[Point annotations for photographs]
^^^^

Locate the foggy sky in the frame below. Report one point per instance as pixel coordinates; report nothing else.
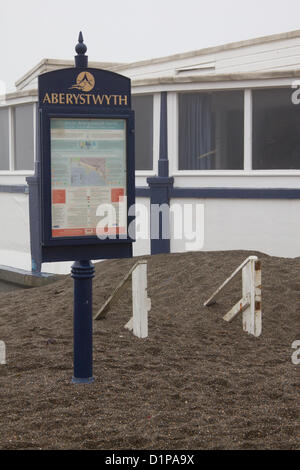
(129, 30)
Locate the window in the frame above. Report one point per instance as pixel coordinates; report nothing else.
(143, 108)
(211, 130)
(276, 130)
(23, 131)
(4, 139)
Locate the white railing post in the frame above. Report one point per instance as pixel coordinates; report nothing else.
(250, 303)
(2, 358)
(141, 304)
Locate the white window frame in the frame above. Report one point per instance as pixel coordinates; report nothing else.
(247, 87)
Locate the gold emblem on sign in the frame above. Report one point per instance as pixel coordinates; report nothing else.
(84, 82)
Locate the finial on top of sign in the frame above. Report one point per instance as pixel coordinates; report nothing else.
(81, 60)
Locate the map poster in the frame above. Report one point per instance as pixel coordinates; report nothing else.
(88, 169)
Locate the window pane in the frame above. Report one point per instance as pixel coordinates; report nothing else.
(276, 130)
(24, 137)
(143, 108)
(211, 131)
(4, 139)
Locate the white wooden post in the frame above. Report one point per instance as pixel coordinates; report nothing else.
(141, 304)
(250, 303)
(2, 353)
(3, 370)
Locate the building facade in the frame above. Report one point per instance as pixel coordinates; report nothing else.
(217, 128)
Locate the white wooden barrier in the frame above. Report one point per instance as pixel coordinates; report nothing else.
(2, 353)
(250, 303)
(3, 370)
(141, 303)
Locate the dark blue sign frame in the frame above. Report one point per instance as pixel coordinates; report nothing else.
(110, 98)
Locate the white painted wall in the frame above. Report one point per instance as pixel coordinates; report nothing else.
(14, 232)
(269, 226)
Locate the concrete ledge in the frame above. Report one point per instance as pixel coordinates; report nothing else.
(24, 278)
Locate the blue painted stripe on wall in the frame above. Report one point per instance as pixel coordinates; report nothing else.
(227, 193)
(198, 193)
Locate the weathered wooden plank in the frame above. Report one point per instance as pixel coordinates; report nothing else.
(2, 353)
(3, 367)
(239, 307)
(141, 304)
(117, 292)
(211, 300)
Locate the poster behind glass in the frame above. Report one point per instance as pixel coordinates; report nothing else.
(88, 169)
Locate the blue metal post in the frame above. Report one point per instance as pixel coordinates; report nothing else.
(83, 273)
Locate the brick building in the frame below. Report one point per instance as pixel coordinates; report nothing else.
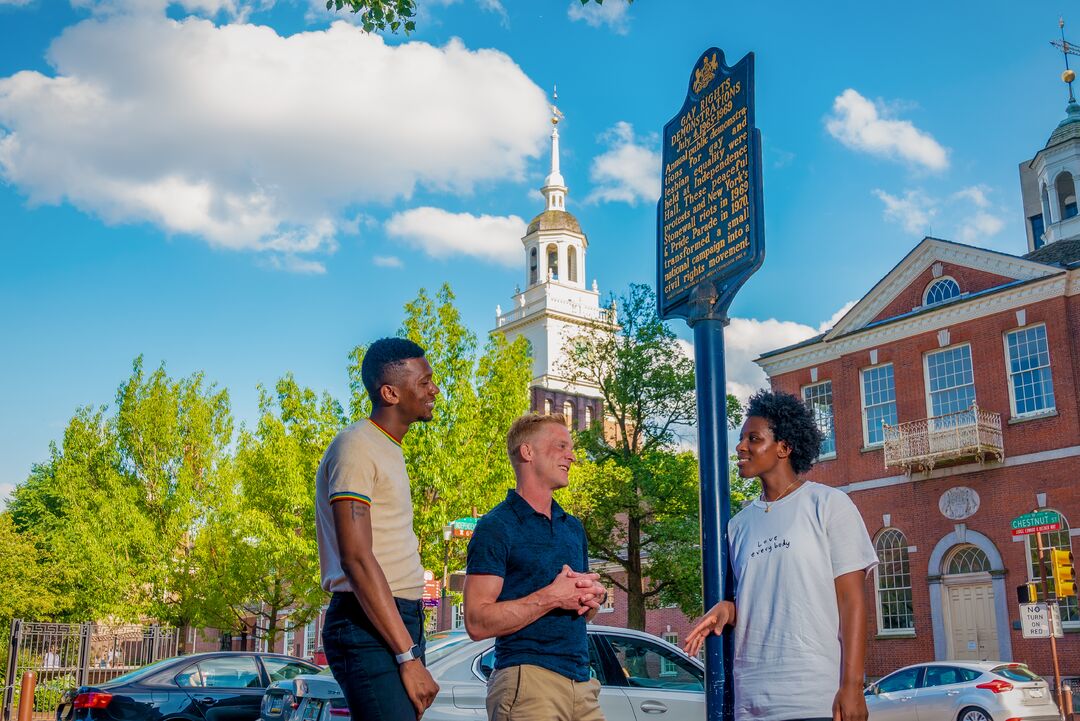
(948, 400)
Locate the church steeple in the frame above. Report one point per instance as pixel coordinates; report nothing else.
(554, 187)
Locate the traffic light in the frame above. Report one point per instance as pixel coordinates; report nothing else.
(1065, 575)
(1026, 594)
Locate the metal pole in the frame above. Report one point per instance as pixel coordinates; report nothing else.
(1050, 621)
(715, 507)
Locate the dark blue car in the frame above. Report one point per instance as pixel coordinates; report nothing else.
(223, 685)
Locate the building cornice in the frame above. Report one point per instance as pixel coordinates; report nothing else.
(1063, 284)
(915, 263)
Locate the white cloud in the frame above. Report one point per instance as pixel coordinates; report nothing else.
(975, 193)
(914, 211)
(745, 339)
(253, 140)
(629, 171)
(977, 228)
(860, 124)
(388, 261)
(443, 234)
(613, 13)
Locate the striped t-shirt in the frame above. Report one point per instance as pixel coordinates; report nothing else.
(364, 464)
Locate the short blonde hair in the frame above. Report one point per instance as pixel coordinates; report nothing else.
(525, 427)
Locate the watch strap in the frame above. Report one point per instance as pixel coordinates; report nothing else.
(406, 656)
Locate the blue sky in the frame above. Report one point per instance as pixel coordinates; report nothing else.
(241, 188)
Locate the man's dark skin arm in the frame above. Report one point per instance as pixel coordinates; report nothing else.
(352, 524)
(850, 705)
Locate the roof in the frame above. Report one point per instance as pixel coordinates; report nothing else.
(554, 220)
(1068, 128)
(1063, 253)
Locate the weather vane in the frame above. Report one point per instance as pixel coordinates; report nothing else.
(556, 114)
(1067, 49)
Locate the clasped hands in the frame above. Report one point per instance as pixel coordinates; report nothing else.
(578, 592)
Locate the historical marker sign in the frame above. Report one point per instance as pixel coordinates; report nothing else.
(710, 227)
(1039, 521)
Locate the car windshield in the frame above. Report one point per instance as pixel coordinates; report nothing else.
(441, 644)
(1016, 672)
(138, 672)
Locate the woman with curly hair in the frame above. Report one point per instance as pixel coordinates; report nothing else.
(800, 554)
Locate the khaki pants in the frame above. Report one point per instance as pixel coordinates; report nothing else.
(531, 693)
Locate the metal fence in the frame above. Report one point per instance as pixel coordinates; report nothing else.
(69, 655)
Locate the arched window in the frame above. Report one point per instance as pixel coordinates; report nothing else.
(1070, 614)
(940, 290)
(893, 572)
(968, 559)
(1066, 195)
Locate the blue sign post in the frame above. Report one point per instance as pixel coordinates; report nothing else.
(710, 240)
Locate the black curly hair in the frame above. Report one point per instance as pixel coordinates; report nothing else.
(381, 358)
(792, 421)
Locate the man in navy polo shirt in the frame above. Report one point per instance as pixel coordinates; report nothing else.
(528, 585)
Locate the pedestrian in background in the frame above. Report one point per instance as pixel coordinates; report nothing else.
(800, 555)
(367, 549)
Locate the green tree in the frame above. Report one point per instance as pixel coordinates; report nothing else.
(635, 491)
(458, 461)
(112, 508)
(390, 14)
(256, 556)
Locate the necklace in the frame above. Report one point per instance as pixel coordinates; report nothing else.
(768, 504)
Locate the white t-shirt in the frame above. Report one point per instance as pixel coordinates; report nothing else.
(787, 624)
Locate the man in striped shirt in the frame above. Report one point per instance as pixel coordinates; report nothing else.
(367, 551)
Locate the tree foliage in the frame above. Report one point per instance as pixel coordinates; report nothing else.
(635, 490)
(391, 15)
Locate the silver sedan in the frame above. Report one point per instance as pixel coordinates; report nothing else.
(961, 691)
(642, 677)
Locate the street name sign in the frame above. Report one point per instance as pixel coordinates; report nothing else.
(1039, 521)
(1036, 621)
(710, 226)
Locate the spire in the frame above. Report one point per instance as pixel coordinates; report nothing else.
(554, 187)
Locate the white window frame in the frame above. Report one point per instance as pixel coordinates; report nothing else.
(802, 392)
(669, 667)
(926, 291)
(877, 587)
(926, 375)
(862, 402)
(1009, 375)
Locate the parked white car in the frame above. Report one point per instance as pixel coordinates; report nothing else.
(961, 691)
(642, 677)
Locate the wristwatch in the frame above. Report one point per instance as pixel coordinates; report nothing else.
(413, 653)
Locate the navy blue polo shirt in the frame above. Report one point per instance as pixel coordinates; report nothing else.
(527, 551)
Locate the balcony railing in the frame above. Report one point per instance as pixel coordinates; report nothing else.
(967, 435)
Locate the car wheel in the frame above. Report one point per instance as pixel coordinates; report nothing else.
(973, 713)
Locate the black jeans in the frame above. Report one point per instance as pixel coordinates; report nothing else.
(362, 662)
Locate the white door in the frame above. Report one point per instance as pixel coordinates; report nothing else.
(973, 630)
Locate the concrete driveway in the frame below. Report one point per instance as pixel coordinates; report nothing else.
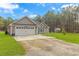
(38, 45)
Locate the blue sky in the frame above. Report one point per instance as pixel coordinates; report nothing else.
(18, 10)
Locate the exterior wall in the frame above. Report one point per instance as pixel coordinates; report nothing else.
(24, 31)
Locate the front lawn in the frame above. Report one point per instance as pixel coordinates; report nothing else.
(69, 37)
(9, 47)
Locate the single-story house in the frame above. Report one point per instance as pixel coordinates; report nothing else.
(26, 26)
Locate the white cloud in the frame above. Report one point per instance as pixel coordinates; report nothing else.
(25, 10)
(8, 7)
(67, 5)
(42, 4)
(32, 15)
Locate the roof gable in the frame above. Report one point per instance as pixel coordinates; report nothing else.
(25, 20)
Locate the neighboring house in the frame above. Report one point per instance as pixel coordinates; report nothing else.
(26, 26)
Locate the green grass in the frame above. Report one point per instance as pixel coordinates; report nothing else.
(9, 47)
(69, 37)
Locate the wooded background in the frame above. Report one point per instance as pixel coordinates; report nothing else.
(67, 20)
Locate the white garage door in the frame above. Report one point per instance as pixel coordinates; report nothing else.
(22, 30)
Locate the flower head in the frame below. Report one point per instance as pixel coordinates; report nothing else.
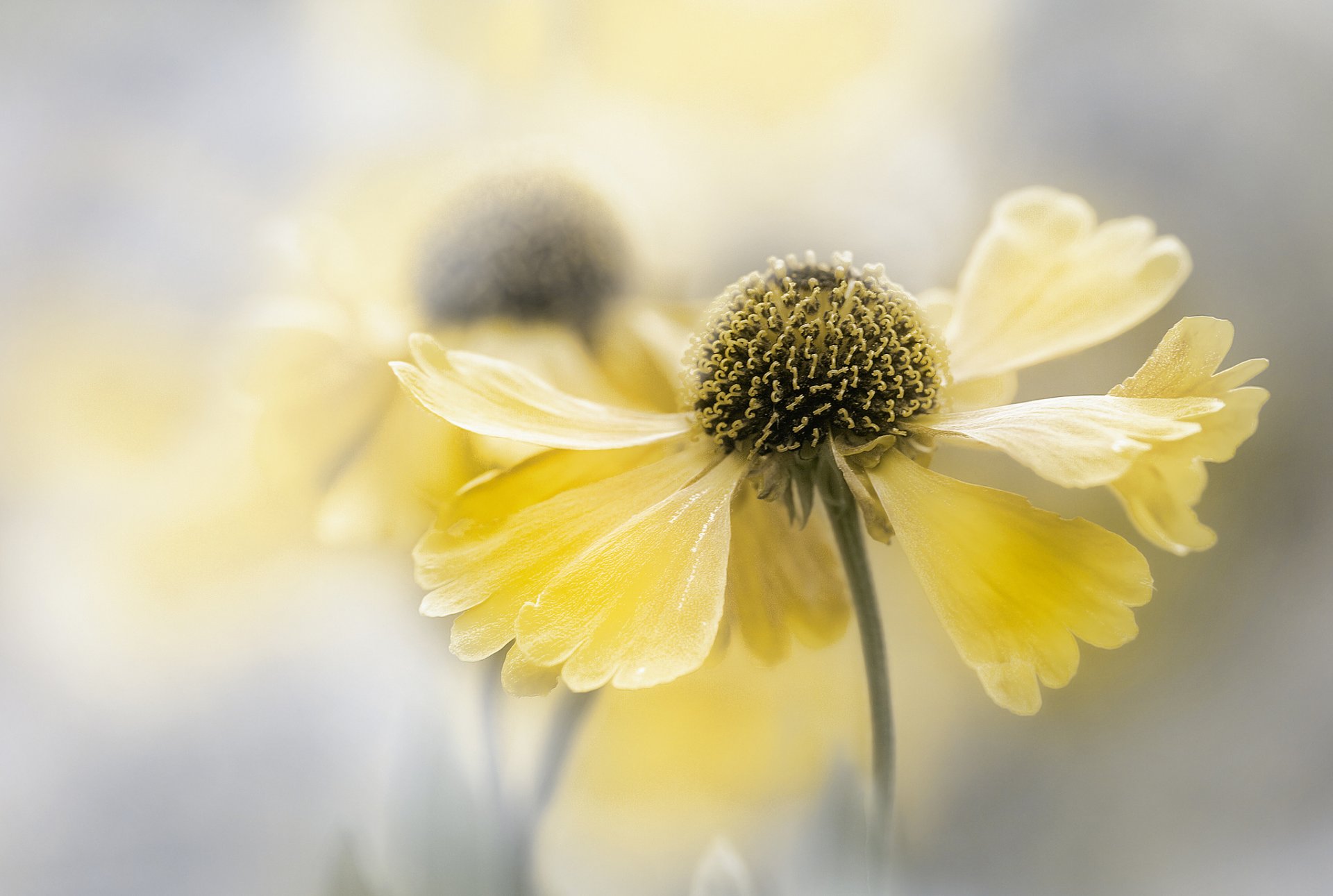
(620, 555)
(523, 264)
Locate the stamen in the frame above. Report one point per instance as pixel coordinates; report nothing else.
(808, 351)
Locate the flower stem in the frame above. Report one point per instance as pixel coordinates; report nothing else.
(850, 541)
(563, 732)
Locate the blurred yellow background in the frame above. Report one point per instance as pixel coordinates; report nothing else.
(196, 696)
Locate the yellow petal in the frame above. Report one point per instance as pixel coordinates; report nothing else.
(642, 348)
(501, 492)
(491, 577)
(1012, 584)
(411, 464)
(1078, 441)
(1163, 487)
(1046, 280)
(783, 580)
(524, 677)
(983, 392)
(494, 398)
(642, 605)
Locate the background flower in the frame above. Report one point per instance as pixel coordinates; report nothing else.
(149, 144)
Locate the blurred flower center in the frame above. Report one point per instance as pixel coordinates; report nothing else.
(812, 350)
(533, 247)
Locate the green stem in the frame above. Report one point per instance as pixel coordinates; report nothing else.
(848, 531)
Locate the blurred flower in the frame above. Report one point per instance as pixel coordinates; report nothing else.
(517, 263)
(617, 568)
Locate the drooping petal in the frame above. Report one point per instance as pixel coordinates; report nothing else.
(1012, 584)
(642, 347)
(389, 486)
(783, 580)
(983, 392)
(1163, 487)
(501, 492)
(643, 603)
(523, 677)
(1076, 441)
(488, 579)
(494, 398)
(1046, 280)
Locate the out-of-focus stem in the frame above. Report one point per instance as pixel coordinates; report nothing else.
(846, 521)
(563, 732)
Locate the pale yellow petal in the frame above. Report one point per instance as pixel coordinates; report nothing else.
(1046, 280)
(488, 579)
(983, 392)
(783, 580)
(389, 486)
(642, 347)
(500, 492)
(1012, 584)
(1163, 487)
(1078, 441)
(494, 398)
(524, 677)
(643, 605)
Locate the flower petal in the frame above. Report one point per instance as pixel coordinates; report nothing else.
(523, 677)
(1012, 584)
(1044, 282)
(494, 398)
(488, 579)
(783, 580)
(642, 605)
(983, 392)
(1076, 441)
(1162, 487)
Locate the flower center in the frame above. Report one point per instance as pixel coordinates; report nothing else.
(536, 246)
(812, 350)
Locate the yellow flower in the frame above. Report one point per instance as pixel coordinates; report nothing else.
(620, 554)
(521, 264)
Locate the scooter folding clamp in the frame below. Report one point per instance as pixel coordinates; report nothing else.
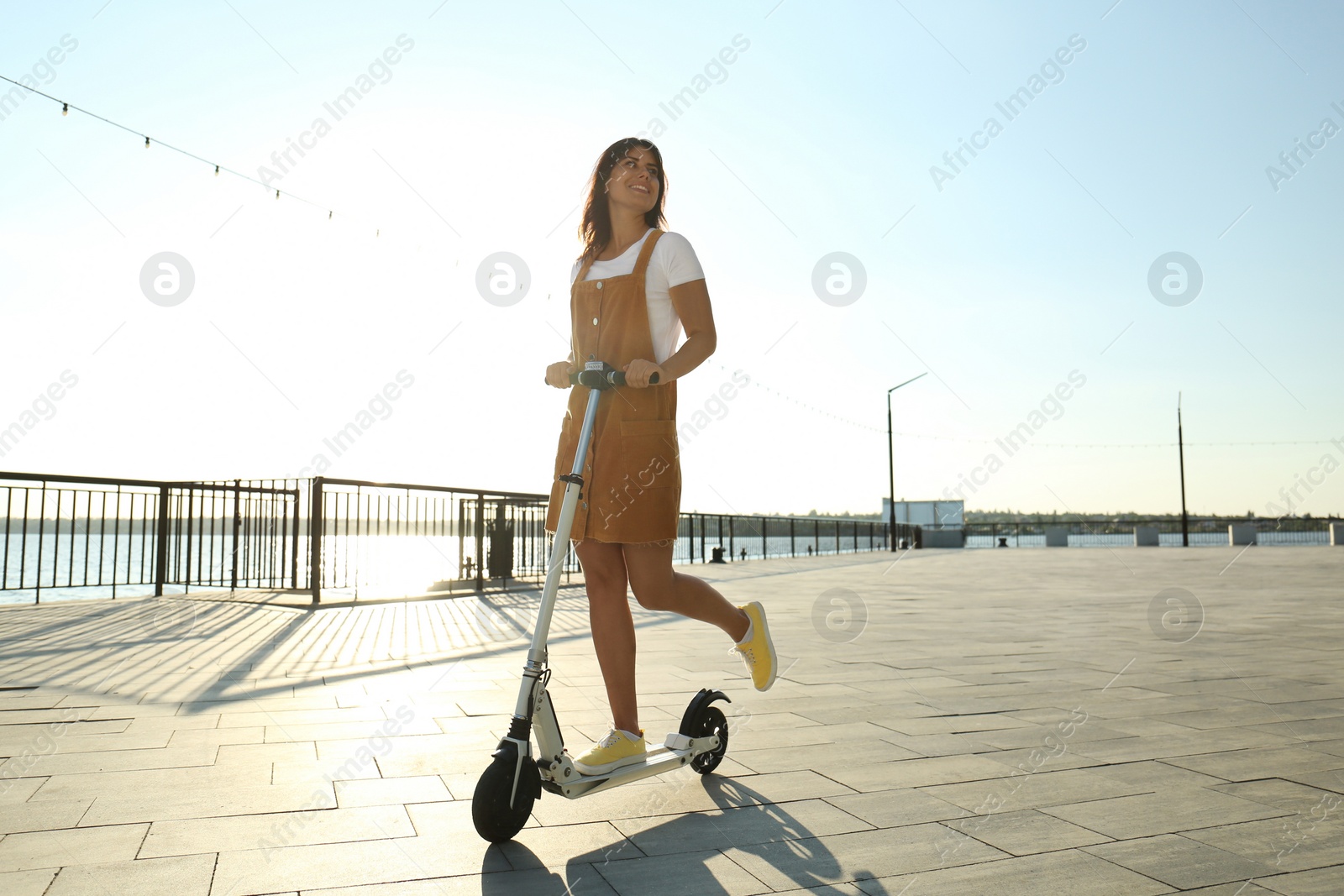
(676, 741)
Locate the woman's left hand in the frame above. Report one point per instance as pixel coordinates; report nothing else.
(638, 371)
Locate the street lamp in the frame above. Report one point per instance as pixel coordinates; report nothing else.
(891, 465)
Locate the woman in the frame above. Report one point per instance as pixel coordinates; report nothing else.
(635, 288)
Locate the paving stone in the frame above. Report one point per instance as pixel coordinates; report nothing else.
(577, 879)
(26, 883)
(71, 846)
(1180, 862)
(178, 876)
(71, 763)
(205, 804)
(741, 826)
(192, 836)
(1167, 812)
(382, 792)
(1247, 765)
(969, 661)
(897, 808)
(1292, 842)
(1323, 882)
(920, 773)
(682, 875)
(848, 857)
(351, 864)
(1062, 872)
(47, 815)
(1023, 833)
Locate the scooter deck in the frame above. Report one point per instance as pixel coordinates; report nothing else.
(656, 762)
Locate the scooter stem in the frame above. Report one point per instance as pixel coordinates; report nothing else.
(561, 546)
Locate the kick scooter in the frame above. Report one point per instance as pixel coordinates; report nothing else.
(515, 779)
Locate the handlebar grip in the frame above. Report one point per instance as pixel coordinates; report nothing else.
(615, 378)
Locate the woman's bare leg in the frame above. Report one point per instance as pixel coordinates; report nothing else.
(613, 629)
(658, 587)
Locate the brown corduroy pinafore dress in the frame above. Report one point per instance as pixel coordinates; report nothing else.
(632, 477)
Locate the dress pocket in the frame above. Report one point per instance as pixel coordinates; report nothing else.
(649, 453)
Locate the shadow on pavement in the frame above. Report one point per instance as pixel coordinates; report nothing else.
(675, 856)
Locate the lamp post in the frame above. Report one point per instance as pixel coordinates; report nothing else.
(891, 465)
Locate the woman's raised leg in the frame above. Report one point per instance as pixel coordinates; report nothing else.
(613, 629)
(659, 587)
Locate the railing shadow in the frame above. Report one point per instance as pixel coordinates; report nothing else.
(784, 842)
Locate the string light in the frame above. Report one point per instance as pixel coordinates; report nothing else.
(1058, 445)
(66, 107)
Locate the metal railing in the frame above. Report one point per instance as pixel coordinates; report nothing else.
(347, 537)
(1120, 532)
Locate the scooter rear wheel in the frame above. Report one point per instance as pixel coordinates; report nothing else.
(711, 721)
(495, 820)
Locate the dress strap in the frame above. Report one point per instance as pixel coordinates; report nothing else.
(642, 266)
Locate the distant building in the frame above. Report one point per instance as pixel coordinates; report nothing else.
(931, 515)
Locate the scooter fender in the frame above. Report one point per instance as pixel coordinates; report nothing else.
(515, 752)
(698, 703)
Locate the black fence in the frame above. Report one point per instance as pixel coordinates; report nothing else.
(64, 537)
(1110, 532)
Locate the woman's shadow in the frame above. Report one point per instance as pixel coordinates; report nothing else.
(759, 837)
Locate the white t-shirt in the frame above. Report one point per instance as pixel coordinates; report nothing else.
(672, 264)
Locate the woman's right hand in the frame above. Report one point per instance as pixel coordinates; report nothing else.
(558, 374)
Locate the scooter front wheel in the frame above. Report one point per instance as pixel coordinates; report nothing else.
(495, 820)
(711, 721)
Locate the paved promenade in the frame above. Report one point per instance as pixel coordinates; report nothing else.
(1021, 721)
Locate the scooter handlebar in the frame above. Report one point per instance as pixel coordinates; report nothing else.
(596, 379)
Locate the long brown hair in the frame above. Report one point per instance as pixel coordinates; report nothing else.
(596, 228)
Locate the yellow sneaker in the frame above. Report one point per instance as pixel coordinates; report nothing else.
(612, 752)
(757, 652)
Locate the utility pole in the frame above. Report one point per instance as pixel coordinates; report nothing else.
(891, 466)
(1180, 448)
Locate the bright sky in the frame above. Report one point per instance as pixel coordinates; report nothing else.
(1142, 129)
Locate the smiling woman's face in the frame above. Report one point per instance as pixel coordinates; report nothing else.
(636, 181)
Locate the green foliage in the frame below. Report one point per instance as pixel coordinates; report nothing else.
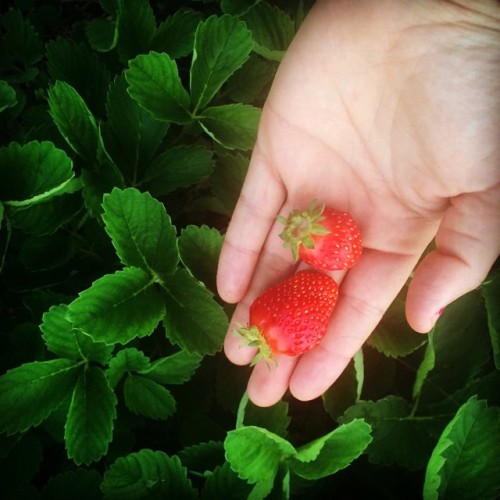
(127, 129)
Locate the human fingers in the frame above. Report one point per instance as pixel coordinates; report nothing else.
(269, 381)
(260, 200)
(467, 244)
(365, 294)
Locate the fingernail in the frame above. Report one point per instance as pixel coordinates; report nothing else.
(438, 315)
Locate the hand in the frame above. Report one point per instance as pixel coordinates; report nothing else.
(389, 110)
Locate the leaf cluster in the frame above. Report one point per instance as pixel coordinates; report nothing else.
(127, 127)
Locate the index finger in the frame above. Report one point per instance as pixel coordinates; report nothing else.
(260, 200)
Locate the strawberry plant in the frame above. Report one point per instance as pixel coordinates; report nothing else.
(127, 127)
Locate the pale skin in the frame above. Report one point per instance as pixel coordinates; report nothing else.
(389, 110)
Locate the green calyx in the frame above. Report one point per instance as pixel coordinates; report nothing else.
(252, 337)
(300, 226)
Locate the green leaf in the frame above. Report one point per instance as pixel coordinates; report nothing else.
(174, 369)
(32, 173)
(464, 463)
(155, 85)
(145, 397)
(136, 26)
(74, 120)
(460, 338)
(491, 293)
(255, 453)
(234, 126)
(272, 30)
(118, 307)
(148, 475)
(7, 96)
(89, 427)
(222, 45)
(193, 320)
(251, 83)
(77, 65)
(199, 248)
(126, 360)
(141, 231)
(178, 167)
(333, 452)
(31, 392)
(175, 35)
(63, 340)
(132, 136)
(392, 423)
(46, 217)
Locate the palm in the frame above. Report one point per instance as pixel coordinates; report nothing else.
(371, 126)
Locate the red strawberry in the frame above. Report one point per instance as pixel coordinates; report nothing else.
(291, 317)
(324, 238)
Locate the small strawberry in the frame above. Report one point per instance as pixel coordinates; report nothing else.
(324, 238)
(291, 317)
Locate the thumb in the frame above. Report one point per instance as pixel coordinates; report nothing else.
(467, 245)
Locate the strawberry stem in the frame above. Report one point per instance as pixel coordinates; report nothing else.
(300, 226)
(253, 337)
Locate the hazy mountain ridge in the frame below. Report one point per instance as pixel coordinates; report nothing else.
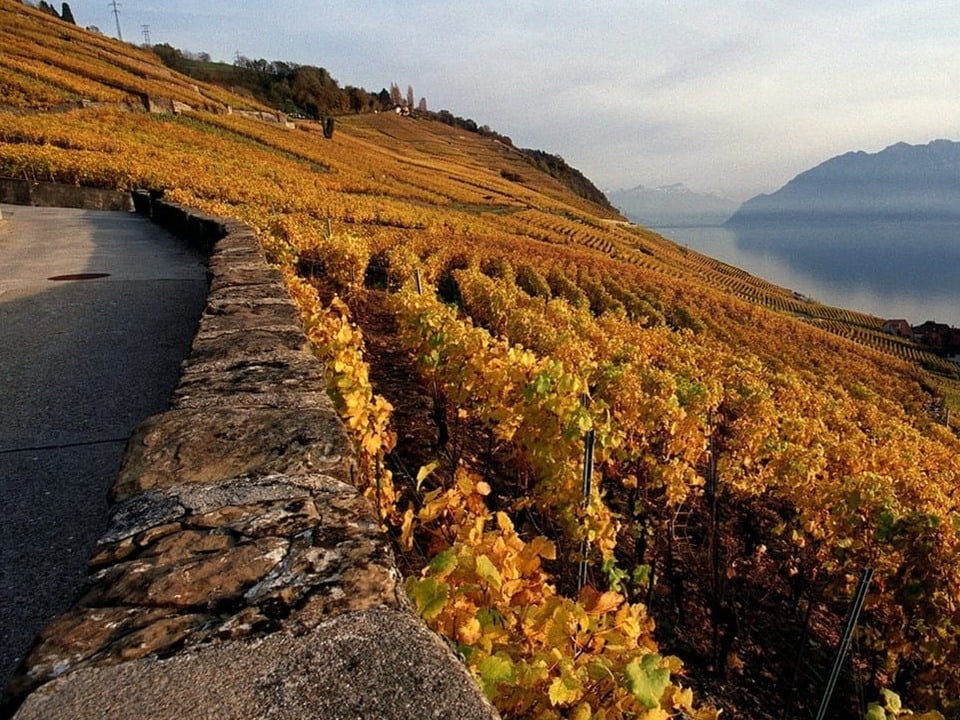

^^^^

Rewrite the part of the records from the line containing "Locate the man in navy" through the line containing "(1009, 375)", both included, as a numbered list with blank lines omitted.

1. Locate the man in navy polo shirt in the frame above. Report one point per instance as pixel coordinates; report nothing else.
2. (528, 585)
3. Locate the pedestrian in background in the frame above. Report one point per instance as pixel coordinates; report nothing else.
4. (800, 555)
5. (367, 549)
6. Locate the green tree in the frame above. Report one point per instance as pixel coordinates; report nothing else.
7. (635, 491)
8. (458, 461)
9. (112, 508)
10. (390, 14)
11. (256, 556)
12. Locate the necklace in the frame above. Report one point per instance as pixel coordinates; report nothing else.
13. (768, 504)
14. Locate the white t-shirt in the frame above. Report one point per instance as pixel coordinates; report nothing else.
15. (787, 624)
16. Locate the man in striped shirt in the frame above. Report one point per instance as pixel coordinates; report nothing else.
17. (367, 551)
18. Locate the tree foliage in the frame above. Report one point per instance as pixel coordinates; report nothing else.
19. (635, 490)
20. (391, 15)
21. Locate the silver sedan in the frame above. Report one point per instance as pixel coordinates; report nothing else.
22. (961, 691)
23. (642, 677)
24. Locate the street name sign in the frame above. Report one point per instance as pixel coordinates; report nothing else.
25. (1039, 521)
26. (1036, 621)
27. (710, 226)
28. Locate the spire in the frame above. Report one point per instance as pixel coordinates; report nothing else.
29. (554, 187)
30. Locate the white window frame in the frame above. Report one point per instance as pixel coordinates; report nothing else.
31. (802, 392)
32. (669, 667)
33. (926, 291)
34. (877, 587)
35. (926, 375)
36. (862, 402)
37. (1009, 375)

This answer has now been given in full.